Goal of the exercise
Render the listing from the line with "Point to the dark wood" through the line with "[(220, 169), (14, 94), (29, 109)]", both included, as a Markdown table with columns Row and Entry. Number each line in Row, and leave out blank lines.

Records provided
- - - -
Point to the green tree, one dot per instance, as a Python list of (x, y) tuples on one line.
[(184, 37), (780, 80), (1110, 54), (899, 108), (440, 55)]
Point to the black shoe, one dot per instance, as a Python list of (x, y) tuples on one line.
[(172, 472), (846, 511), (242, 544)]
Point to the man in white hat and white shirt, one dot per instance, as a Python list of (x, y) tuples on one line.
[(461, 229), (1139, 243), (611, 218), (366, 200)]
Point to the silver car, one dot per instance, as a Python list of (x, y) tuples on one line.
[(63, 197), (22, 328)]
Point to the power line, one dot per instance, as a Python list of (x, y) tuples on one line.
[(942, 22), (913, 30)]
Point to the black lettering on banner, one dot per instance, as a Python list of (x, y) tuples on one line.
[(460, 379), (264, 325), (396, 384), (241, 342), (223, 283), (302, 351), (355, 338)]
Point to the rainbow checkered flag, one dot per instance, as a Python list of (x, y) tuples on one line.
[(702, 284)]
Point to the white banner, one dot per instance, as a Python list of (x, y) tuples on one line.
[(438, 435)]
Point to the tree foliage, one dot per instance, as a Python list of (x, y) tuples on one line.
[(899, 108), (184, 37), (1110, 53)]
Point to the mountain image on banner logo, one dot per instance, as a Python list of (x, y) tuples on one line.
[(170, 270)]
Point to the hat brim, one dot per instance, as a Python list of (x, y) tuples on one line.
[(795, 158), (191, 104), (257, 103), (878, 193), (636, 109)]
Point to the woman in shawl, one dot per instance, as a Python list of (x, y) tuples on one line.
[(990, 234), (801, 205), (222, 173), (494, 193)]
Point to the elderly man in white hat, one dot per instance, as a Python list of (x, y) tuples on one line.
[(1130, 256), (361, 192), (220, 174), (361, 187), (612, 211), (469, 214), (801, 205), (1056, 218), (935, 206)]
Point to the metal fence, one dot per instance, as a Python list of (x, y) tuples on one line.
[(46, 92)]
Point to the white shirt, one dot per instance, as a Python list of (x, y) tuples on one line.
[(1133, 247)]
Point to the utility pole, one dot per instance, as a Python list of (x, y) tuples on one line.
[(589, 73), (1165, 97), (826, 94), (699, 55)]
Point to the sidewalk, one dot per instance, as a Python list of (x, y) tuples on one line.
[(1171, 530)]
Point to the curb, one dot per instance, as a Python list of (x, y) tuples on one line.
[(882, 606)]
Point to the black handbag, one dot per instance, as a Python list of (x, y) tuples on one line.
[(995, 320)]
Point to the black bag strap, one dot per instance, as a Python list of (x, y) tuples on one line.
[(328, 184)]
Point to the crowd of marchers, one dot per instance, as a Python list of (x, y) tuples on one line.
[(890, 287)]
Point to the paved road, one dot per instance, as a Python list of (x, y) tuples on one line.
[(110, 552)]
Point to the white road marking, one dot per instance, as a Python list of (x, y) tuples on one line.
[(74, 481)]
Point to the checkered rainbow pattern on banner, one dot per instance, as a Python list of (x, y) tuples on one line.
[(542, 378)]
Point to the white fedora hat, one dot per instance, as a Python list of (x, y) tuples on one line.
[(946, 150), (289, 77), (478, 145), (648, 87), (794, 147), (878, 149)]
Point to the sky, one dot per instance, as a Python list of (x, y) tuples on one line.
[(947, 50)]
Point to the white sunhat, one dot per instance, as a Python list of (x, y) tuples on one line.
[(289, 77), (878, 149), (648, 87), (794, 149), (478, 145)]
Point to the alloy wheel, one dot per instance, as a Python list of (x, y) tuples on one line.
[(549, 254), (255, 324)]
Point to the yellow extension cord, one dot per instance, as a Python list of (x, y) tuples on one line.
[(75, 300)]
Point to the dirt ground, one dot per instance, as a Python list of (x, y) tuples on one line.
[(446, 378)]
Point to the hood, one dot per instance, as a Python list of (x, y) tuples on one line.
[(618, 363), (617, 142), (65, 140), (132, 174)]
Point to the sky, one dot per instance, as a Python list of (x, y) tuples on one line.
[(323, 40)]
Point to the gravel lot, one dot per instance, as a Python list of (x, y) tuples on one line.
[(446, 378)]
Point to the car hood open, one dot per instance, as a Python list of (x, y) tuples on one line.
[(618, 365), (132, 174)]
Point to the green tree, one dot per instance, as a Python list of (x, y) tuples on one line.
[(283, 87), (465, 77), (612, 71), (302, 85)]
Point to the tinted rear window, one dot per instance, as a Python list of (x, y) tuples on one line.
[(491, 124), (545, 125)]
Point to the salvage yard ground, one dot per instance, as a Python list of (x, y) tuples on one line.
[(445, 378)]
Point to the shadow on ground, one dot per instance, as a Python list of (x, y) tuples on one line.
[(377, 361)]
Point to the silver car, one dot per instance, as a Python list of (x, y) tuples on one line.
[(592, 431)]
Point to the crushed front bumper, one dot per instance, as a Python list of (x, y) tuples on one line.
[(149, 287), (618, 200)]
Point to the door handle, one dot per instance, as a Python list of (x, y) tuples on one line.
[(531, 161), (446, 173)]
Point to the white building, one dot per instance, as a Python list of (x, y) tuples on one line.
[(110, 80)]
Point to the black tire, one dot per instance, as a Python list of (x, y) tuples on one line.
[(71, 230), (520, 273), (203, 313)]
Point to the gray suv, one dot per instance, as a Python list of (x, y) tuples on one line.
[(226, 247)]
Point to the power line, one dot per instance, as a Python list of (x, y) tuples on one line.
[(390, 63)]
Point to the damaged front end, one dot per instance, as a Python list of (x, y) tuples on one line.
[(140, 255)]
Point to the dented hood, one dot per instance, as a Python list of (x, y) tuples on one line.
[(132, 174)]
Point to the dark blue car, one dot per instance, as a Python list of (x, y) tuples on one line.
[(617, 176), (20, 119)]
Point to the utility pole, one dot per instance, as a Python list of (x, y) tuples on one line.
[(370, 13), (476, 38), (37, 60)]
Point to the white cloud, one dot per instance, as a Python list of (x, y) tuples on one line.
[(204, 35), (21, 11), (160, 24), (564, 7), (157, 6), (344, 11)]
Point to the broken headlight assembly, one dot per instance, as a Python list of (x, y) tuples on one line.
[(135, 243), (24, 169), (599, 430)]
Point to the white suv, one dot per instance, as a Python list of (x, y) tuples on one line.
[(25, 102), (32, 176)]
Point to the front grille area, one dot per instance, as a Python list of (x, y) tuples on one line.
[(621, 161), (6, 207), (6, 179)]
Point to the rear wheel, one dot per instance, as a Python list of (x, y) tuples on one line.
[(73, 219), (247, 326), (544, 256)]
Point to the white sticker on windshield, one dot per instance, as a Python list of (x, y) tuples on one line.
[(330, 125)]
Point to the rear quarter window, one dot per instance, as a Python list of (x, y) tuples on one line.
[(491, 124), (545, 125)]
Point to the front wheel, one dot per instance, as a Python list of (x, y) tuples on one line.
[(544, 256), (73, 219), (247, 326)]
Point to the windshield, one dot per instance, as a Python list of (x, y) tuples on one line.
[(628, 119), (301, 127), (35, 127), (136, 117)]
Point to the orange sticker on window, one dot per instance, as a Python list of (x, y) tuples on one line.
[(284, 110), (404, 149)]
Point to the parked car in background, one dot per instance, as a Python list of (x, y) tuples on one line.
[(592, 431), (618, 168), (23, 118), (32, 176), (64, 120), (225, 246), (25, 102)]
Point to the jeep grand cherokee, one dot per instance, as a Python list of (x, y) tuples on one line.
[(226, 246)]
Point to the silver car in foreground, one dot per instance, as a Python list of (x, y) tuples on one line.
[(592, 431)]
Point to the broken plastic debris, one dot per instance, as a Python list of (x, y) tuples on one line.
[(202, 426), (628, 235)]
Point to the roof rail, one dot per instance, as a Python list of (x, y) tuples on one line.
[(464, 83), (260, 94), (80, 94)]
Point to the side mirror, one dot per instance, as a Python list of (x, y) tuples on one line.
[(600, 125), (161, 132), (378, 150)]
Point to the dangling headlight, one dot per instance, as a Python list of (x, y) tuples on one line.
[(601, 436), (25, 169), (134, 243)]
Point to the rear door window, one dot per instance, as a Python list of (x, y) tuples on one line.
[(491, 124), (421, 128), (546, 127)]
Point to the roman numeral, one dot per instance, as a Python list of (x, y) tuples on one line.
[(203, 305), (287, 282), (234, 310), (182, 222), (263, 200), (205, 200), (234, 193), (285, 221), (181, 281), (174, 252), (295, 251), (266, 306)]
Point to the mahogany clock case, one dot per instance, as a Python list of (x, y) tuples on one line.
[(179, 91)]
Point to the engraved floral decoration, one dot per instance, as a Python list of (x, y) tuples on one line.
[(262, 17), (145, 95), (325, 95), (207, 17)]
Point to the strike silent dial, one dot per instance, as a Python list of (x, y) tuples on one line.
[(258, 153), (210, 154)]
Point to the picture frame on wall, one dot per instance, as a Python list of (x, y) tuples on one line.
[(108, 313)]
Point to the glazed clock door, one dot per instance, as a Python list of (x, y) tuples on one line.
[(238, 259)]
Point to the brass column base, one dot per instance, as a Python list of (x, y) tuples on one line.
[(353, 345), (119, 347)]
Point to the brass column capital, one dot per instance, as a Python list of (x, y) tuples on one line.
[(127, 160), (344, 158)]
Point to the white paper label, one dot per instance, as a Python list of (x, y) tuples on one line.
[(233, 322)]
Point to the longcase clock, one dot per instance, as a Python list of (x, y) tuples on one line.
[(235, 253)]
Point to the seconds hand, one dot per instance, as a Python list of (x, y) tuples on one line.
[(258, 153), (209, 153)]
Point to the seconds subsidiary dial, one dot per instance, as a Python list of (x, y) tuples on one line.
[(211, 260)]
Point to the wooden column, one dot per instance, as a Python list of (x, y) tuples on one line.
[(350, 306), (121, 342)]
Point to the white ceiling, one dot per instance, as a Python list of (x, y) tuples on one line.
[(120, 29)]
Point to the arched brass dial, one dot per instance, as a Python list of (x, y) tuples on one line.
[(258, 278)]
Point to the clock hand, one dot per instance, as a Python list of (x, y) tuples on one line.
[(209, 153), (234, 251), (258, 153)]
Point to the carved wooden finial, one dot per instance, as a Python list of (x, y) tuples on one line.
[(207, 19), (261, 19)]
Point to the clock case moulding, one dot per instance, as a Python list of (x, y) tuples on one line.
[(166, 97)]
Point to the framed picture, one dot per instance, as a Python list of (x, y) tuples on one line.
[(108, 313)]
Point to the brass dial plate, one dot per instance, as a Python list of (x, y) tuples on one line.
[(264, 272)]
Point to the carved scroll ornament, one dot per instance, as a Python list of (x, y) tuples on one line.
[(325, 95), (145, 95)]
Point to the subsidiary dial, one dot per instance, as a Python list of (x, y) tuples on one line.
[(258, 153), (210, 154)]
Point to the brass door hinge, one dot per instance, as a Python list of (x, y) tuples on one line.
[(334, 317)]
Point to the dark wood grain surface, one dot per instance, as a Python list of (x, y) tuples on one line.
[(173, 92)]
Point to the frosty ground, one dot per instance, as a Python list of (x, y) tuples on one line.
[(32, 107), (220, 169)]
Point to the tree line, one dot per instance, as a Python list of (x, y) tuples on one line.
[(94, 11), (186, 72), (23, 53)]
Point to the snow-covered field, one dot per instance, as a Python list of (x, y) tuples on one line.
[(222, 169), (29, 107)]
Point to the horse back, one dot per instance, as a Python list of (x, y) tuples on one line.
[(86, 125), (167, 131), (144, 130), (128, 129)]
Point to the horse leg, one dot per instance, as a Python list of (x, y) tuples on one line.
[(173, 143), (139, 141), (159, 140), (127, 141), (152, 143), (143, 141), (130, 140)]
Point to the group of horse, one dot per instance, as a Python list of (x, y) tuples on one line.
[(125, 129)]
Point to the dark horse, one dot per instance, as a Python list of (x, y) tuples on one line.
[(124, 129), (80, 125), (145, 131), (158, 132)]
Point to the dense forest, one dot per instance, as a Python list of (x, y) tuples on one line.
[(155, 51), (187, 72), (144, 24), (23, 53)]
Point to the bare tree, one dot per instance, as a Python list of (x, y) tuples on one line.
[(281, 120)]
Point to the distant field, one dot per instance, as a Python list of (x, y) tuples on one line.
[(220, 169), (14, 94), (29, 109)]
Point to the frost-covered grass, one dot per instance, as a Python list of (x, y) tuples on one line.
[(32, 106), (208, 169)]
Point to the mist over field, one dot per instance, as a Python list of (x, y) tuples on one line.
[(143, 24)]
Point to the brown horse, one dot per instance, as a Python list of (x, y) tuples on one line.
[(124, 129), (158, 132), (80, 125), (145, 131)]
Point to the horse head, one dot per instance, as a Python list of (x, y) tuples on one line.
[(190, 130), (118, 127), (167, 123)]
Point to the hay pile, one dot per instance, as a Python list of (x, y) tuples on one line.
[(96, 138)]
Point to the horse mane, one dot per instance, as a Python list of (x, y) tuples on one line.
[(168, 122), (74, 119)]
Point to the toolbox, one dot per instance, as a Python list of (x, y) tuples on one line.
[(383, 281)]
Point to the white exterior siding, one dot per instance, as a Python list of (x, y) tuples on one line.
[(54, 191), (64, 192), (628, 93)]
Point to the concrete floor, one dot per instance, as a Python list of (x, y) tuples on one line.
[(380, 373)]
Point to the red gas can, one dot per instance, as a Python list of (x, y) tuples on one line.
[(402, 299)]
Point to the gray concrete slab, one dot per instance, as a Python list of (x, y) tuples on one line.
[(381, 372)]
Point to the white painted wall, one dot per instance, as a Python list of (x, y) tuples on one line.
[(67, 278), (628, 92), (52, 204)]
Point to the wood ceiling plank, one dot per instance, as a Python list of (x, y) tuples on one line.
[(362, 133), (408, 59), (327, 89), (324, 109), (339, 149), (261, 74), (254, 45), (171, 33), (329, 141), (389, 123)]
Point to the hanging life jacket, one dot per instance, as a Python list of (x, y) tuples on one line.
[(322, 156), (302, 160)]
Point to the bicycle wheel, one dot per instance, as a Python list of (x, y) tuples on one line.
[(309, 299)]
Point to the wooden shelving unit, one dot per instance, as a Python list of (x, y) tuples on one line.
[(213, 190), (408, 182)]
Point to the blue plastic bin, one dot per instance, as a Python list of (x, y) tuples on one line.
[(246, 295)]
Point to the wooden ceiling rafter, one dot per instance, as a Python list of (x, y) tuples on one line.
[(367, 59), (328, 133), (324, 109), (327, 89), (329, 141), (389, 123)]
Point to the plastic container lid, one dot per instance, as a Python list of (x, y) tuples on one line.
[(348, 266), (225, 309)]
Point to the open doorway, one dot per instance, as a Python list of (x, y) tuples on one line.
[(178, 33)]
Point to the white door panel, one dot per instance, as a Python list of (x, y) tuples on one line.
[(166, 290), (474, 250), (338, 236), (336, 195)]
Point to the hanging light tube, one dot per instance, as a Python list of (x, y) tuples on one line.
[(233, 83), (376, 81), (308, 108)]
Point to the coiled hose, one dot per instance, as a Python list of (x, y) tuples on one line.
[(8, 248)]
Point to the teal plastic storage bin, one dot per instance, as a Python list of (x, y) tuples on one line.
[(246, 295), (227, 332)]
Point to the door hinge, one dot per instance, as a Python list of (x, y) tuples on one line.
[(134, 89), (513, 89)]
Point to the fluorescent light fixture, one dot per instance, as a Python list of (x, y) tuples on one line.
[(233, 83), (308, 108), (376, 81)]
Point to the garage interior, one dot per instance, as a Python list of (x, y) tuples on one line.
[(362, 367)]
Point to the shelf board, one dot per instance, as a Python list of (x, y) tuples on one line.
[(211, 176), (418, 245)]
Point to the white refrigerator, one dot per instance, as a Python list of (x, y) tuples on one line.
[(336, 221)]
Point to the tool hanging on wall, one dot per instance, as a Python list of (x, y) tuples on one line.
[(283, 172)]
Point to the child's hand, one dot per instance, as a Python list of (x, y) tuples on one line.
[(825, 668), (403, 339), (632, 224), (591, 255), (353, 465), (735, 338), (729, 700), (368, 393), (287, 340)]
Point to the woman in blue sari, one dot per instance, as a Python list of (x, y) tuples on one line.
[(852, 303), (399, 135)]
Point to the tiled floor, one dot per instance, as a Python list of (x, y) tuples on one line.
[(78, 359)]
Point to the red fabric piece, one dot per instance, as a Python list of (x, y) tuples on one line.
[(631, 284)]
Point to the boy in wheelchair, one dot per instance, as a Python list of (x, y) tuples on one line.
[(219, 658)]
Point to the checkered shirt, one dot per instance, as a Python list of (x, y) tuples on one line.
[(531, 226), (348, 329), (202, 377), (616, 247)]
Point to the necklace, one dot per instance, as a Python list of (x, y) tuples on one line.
- - - -
Response to this task
| Row | Entry |
|---|---|
| 1 | Point to the dark wood grain surface, one dot per instance, as a Python list of (x, y) tuples on one line. |
| 2 | [(173, 92)] |
| 3 | Point to the frosty ground, one dot per instance, as a Python list of (x, y) tuples on one line. |
| 4 | [(32, 107), (220, 169)] |
| 5 | Point to the tree line, one dot per instance, as a Python list of (x, y) tuples on one line. |
| 6 | [(94, 11), (186, 72), (23, 53)] |
| 7 | Point to the snow-covered field, one dot per instance, as a Python list of (x, y) tuples on one line. |
| 8 | [(222, 169), (29, 107)] |
| 9 | Point to the horse back, one dot per instance, as a Python list of (x, y) tuples on one line. |
| 10 | [(86, 125), (167, 131), (144, 130), (128, 129)] |
| 11 | Point to the horse leg, one dot per instance, as a Python list of (x, y) tuples on one line. |
| 12 | [(173, 143), (139, 141), (159, 140), (127, 141), (152, 143), (143, 141), (130, 140)] |
| 13 | Point to the group of horse, one dot per instance, as a Python list of (x, y) tuples on one line. |
| 14 | [(125, 129)] |
| 15 | Point to the dark horse, one dot per instance, as a Python list of (x, y) tuples on one line. |
| 16 | [(124, 129), (80, 125), (145, 131), (158, 132)] |
| 17 | Point to the dense forest, one dot per instance, as a Python list of (x, y) tuples on one line. |
| 18 | [(155, 51), (187, 72), (144, 24), (23, 53)] |
| 19 | Point to the bare tree, one dot per instance, as a Python list of (x, y) tuples on one line. |
| 20 | [(281, 120)] |
| 21 | Point to the distant field, one dot per instance, as a Python list of (x, y) tuples on one line. |
| 22 | [(220, 169), (14, 94), (29, 109)] |